#### Problem to solve:
Which lines run from the one containing "out the dark" to the end of the entries? Copy them exactly, both ends included, and give nothing else.

(Exercise material)

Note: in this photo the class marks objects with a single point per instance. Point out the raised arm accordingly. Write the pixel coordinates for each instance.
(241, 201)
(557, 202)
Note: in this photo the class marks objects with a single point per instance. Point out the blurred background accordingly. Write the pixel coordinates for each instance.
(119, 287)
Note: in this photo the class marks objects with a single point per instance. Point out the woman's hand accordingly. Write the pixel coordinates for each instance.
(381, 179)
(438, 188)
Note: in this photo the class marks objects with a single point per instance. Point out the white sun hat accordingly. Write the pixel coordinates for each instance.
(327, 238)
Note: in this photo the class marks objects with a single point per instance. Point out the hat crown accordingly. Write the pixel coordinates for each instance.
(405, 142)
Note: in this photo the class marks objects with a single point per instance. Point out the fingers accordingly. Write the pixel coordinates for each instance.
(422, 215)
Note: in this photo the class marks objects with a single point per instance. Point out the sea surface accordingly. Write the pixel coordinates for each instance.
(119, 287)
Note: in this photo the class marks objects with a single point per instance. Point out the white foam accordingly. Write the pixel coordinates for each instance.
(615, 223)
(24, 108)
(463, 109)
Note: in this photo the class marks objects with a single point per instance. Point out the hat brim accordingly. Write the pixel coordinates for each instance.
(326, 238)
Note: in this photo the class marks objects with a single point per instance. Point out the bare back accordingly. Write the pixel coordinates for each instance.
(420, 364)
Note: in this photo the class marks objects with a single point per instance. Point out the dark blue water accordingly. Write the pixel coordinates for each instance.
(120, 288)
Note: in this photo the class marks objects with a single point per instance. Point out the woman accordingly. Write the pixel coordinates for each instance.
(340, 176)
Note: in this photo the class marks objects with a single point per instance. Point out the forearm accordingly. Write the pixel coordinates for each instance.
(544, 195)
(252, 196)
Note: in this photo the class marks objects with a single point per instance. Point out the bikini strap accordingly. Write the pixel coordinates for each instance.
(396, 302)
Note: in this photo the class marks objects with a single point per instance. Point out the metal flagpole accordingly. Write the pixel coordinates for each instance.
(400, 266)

(End Exercise material)

#### Exercise solution:
Note: in this photo the class marks objects with a single point per instance. Point out the dark blue water accordingly. Write the pixel coordinates for each instance.
(120, 288)
Note: in this photo the class marks objects with a single point per instance. Point out the woman accordingly. Write the pixel coordinates for each instance.
(340, 176)
Note: in this photo the class marks objects with a single point per instance. Point out the forearm accordingly. Write the pixel coordinates for each instance.
(544, 195)
(252, 196)
Note: in this photo the class marks objects with a single point per instance. Point out the bikini strap accordingly. Write the pixel coordinates for each instance.
(396, 302)
Note: in this photo the class marks objects with a single point per instance. Point out the metal flagpole accordingly. Write the pixel coordinates for each instance.
(400, 266)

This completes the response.